=== Exercise directions ===
Rewrite the part of the data that opens with the line containing "Scouting pass: put a marker on the bowl" and closes with the line containing "[(88, 501)]" as a numbered list, keeping both of those lines and leaving out any blank ones.

=== Listing ===

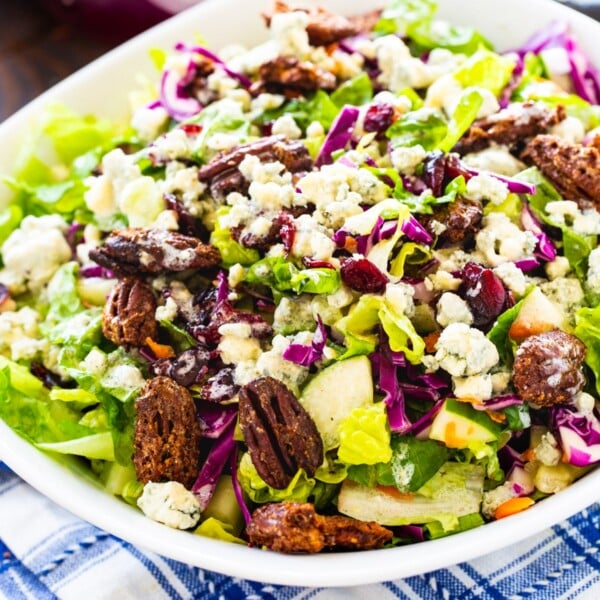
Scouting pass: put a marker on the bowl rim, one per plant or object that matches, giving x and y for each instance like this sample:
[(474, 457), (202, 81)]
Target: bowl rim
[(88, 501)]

==

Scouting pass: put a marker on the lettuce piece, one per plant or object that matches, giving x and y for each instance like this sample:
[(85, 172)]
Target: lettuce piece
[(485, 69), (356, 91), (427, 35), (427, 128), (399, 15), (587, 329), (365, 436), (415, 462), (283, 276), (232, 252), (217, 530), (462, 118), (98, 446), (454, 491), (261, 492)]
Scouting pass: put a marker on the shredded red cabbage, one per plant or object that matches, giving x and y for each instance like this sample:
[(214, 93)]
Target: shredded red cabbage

...

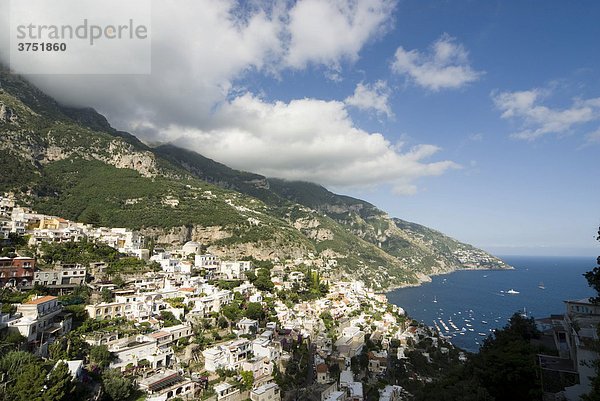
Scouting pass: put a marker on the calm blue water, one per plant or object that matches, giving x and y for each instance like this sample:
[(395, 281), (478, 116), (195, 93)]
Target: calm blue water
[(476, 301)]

=== Written response ===
1. Scouting pass: put a marker on the bowl rim, one per plant or object that matches, giving x and y for each instance like this sample:
2. [(474, 457), (202, 81)]
3. Target: bowl rim
4. [(88, 501)]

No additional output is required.